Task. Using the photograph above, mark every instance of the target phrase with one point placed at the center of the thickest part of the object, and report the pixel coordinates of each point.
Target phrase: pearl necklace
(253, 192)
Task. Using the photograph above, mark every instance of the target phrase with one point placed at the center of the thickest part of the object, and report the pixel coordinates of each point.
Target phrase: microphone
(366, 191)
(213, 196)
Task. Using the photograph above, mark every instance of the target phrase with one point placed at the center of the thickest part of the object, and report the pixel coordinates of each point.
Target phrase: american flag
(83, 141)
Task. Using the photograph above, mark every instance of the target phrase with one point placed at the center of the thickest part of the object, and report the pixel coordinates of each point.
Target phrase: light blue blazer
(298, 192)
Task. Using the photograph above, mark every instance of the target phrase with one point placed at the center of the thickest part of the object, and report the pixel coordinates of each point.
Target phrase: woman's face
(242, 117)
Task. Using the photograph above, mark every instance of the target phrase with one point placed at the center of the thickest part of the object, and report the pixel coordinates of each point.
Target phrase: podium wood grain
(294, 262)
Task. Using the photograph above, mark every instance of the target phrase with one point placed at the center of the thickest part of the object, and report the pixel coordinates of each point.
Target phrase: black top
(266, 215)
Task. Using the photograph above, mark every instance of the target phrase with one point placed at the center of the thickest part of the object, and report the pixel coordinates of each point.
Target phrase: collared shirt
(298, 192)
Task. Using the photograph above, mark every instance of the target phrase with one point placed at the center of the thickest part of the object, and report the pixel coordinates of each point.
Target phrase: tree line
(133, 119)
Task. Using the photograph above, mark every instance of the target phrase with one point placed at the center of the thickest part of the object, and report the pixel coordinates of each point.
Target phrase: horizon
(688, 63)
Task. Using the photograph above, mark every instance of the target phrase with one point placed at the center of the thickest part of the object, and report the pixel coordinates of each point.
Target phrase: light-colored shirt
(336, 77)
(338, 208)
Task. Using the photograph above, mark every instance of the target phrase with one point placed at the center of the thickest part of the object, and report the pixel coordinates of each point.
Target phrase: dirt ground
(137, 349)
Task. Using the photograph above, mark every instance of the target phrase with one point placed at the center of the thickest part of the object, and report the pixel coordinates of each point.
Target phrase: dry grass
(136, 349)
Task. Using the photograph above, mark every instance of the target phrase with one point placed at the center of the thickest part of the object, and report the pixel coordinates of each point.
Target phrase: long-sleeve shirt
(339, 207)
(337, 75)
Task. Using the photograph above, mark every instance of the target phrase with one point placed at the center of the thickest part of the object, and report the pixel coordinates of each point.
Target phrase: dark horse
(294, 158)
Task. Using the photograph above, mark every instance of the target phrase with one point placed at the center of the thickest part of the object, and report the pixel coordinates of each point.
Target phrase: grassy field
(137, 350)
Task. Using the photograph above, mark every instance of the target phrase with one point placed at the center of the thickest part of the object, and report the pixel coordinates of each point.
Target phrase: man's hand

# [Given exercise]
From the listing above, copy out every line that contains the word "shirt".

# [Result for this task]
Target phrase: collared shirt
Target phrase: light-colored shirt
Target phrase: long-sleeve shirt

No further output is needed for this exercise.